Please reproduce every one of the following lines word for word, without changing anything.

» **Supplied records**
** begin **

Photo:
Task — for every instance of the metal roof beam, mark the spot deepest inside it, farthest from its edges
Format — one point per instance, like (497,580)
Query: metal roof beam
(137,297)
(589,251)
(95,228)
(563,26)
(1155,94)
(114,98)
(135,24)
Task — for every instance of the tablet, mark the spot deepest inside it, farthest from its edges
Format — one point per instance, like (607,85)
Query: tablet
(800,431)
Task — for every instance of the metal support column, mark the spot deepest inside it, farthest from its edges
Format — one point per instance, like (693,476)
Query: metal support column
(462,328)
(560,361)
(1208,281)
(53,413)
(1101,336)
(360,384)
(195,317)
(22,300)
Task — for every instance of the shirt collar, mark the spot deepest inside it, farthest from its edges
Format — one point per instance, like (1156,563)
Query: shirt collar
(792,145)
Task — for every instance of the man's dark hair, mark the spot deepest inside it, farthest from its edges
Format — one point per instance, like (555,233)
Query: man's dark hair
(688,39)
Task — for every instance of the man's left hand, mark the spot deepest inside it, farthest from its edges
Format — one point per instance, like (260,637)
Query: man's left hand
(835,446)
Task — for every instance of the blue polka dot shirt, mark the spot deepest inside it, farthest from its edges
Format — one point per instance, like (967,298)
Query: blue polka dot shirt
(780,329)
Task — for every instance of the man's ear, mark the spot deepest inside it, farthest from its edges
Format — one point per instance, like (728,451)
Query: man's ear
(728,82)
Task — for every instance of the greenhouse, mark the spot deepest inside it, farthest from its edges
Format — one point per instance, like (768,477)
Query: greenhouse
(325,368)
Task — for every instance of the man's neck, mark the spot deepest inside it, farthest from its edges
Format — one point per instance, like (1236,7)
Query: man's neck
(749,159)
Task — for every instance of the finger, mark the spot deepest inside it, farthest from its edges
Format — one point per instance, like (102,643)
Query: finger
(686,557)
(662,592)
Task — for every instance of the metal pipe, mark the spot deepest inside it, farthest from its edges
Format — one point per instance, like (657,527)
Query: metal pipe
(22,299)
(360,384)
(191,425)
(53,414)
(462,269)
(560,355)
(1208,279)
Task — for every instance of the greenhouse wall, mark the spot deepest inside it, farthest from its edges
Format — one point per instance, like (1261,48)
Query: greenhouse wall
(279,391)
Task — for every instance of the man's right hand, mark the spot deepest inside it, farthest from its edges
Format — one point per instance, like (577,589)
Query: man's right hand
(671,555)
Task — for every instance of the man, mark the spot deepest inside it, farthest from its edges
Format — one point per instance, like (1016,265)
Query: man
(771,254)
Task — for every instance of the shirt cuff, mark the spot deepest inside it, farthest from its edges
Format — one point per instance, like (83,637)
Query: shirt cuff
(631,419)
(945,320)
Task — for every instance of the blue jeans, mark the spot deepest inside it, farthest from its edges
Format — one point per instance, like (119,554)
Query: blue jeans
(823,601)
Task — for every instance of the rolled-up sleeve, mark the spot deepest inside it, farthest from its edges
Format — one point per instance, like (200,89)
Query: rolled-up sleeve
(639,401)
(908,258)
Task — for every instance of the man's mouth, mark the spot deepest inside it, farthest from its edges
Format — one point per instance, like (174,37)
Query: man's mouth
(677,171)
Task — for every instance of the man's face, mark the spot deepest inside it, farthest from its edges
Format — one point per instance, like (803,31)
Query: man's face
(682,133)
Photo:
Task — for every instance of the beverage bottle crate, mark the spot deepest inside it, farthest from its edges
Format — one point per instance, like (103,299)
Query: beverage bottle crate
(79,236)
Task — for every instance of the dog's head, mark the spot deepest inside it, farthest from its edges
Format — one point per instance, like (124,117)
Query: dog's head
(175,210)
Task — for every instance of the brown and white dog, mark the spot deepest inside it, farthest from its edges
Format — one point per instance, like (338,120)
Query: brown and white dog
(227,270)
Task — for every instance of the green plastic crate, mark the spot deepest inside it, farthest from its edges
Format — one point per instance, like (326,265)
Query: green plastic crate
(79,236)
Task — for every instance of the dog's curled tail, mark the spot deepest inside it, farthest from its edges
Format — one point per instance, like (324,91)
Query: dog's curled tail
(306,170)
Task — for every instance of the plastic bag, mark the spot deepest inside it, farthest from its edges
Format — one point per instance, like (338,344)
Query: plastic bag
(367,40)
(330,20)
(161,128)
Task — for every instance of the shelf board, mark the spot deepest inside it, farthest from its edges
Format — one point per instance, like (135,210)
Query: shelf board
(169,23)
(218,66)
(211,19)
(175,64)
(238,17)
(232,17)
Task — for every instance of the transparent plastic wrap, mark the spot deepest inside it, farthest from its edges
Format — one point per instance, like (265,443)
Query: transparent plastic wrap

** end **

» **Answer in full**
Photo:
Task — for every instance of the metal roof beam, mark the spot deepest inside it, farthest from its edges
Format — one point per instance, like (497,580)
Query: metal roof beam
(137,297)
(589,251)
(95,228)
(563,26)
(1155,94)
(114,98)
(135,24)
Task — for every instance of the tablet, mark the spot deepest inside it, farthest from its edges
Format — one point per instance, like (607,85)
Query: tablet
(800,431)
Task — for every instance of the metal support column, mark the spot deepest inside it, farthest from its edges
Format — one point per instance, like (693,476)
Query: metal support column
(462,328)
(560,361)
(1208,281)
(53,413)
(1101,336)
(360,384)
(195,317)
(22,300)
Task — for every instance of the shirt collar, mark the spot deepest inside it, farthest from its edges
Format — one point per instance, like (1156,563)
Query: shirt collar
(792,145)
Task — for every instance of the man's dark hair, mark the spot deepest inside it, farthest from its edges
Format — one point per instance, like (555,233)
Query: man's dark hair
(688,39)
Task — for every instance of the man's left hand, mark the spot deepest inside it, farthest from its edges
Format — one point per instance, like (260,637)
Query: man's left hand
(835,446)
Task — for every instance of the blue polka dot shirt, mark the spot deepest inside it, farthest from its edges
Format — one point per instance, like (967,298)
Query: blue polka dot shirt
(780,329)
Task — for every instance of the man's ear, mark the spot deepest inside it, farthest from its edges
Format — one point per instance, like (728,451)
Query: man's ear
(728,82)
Task — for every instance of the greenhouse, mark the spot deepest inside it, farthest from its edges
Format — one point per instance, like (768,477)
Query: greenhouse
(325,368)
Task — for every instance of the man's neck, mark the spot deepest inside it, farthest from its edges
Format — one point per instance, like (1236,7)
Query: man's neck
(749,159)
Task — for every instance of the finger, mark the spot deepest inside it, farthest from its edges
Format — one point per instance, like (102,643)
Query: finger
(686,557)
(662,592)
Task — for every instance of the metal pipe, mark the spot deepest inside it, farthest from its edges
Format — one point per instance, like (657,527)
Query: metal pipe
(22,299)
(360,384)
(191,425)
(53,414)
(462,269)
(560,355)
(1208,279)
Task — for every instance of the greenhouse wall, mark the spot deepest inside it, farthest from its edges
Format — one point per instance, like (1261,48)
Query: greenhouse wall
(279,391)
Task — for every instance of the man's right hand, mark the spot deepest inside it, farthest from its edges
Format — one point per instance, like (577,589)
Query: man's right hand
(671,555)
Task — for every instance of the man, mark the spot deepest inside it, farthest from its edges
Format — one point per instance, like (1016,265)
Query: man
(771,254)
Task — for every instance of the shirt cuff, mark the spot deepest inside it, farthest from its edges
Format — one point per instance, like (83,637)
Query: shirt cuff
(631,419)
(945,320)
Task — for every instance of the blue jeans, mark the spot deepest inside it, farthest from its edges
Format — one point per instance, like (119,554)
Query: blue jeans
(823,601)
Task — for every instance of the rolled-up sleeve, mark the spot deepest inside it, farthest from its edges
Format — one point per instance, like (200,89)
Query: rolled-up sleeve
(639,401)
(908,258)
Task — for every instance of the man's mouth, mark the spot deepest inside it, farthest from its edges
Format — one point per instance, like (174,37)
Query: man's mouth
(677,171)
Task — for every instance of the man's face, mark the spot deepest inside it, farthest from its edges
Format — one point per instance, like (803,31)
Query: man's face
(682,133)
Photo:
Task — for every instance of the beverage bottle crate, mark the spot deepest inside it, farthest from its edges
Format — one point per instance, like (103,299)
Query: beverage bottle crate
(79,236)
Task — for every instance of the dog's head, mark the spot deepest inside it, farthest from its edges
Format — one point per instance, like (124,117)
Query: dog's head
(175,210)
Task — for every instance of the brown and white dog, mark the spot deepest inside it, farthest from its edges
Format — one point per instance, like (338,120)
Query: brown and white dog
(227,270)
Task — for every instance of the green plastic crate, mark the spot deepest inside it, farthest from its edges
Format — one point per instance, like (326,265)
Query: green plastic crate
(79,236)
Task — for every instance of the dog's curled tail, mark the spot deepest inside it, farthest from its edges
Format — one point per instance, like (324,91)
Query: dog's curled tail
(306,170)
Task — for every instance of the plastic bag, mark the spot deepest inside it, farthest from its edges
Format — one point per instance, like (338,344)
Query: plastic bag
(367,40)
(330,20)
(161,128)
Task — for every instance of the shelf board, mark the spot deepest inside it, farthest from its edges
Format — one point per instance, like (135,210)
Query: shelf board
(169,23)
(218,66)
(211,19)
(175,64)
(238,17)
(232,17)
Task — for every instance of the transparent plastic wrap, mark the spot deepest inside it, farthest from its edges
Format — one point per instance, like (265,443)
Query: transparent plastic wrap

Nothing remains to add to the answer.